*EXERCISE INSTRUCTIONS*.
1. In the text about Tamara Garfield, which character does she voice in the feature film Rescue Dogs?
2. Copy out the text about Tamara Garfield between "Tamara Garfield is" and "Palm Springs California.", inclusive.

>> start TEXT PASSAGE

Tamara Garfield is an American actress, comedian, director and screenwriter.

She is a recurring actor on Adult Swim's Robot Chicken. Tamara is the voice of the lead girl dog "Callie" in the feature film Rescue Dogs.

==Career==
Garfield appeared on a variety of television shows including Mad and The Minor Accomplishments of Jackie Woodman. On the Robot Chicken Season 2 DVD, creators Seth Green and Matthew Senreich featured Tamara in the DVD extras section.

Garfield was a pageant winner crowned Ms. Congeniality California 2014. After becoming Ms. Playa Del Rey United States, she earned a Top 3 finish at the Ms. California United States Pageant and won the Congeniality Award. Previously she was "Miss Tam Valley, USA" competing in the 2010 Miss California USA Pageant in Palm Springs California.

>> end TEXT PASSAGE
>> start INFORMATION PROVIDED

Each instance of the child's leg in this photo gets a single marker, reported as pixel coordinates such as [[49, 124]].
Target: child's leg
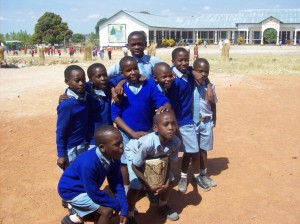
[[105, 215]]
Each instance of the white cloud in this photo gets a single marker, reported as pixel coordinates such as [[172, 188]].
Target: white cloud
[[3, 18], [93, 16], [166, 12]]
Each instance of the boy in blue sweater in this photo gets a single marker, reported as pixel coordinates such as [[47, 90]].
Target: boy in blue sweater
[[137, 42], [81, 182], [100, 100], [72, 118], [180, 95], [134, 115], [160, 143]]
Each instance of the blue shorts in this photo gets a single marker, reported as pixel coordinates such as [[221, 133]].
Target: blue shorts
[[189, 139], [126, 139], [205, 134], [74, 152], [83, 205]]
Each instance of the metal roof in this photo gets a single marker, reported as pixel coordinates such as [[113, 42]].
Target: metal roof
[[217, 20]]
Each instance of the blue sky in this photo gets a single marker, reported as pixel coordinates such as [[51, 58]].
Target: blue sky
[[82, 16]]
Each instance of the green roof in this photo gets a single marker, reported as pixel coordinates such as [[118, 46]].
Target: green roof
[[219, 21]]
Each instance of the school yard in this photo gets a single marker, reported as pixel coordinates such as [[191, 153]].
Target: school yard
[[256, 154]]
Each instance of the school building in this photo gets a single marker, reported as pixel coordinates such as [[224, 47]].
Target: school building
[[248, 24]]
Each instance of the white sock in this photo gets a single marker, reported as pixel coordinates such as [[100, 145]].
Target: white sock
[[162, 203], [74, 218], [183, 175], [131, 214], [203, 172], [126, 188]]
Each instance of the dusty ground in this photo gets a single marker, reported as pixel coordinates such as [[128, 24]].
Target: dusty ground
[[255, 159]]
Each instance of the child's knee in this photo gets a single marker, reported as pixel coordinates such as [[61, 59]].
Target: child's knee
[[106, 211]]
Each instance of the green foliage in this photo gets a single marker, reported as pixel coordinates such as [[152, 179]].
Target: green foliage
[[199, 41], [103, 20], [50, 29], [165, 42], [77, 38], [240, 40], [270, 36], [171, 42]]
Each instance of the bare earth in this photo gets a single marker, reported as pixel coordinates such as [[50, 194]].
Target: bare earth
[[255, 160]]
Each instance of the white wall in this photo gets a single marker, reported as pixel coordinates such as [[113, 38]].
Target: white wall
[[120, 18]]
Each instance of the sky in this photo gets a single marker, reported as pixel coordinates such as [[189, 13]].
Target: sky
[[82, 16]]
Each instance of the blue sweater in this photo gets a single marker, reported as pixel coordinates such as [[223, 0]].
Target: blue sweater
[[137, 111], [72, 123], [87, 174], [99, 113], [181, 96]]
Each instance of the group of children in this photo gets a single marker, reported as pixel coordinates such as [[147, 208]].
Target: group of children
[[158, 111]]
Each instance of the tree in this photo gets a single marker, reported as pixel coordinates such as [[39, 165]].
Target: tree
[[103, 20], [77, 38], [50, 29]]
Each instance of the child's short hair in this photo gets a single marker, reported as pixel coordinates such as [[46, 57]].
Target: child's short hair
[[138, 33], [125, 59], [92, 67], [103, 132], [157, 65], [177, 50], [71, 68], [200, 60], [157, 117]]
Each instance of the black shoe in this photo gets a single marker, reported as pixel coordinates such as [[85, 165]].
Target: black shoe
[[64, 203], [152, 198], [131, 220], [201, 183]]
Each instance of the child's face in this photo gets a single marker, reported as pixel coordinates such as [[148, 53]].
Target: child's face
[[181, 61], [99, 78], [166, 127], [203, 69], [164, 77], [131, 72], [136, 45], [76, 82], [113, 147]]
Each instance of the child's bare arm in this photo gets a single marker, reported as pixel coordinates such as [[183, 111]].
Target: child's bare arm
[[214, 110], [134, 134], [154, 189], [209, 91], [62, 97]]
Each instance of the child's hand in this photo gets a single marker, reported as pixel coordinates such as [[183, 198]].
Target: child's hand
[[61, 162], [138, 134], [142, 79], [62, 97], [198, 77]]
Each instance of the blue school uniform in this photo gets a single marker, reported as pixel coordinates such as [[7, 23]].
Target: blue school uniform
[[86, 175], [72, 123], [180, 95]]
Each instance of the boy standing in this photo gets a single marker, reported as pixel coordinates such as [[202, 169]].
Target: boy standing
[[134, 114], [137, 43], [181, 97], [80, 183], [100, 102], [72, 118], [161, 142], [204, 116]]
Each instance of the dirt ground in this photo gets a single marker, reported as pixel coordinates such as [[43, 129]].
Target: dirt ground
[[255, 160]]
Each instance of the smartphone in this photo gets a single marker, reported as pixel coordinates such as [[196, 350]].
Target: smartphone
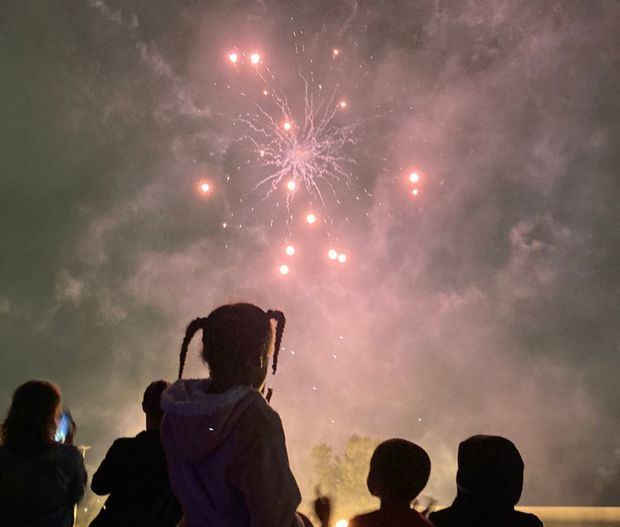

>> end INFORMATION PROVIDED

*OUTPUTS BY TASK*.
1. She voices "Callie," the lead girl dog.

2.
Tamara Garfield is an American actress, comedian, director and screenwriter.

She is a recurring actor on Adult Swim's Robot Chicken. Tamara is the voice of the lead girl dog "Callie" in the feature film Rescue Dogs.

==Career==
Garfield appeared on a variety of television shows including Mad and The Minor Accomplishments of Jackie Woodman. On the Robot Chicken Season 2 DVD, creators Seth Green and Matthew Senreich featured Tamara in the DVD extras section.

Garfield was a pageant winner crowned Ms. Congeniality California 2014. After becoming Ms. Playa Del Rey United States, she earned a Top 3 finish at the Ms. California United States Pageant and won the Congeniality Award. Previously she was "Miss Tam Valley, USA" competing in the 2010 Miss California USA Pageant in Palm Springs California.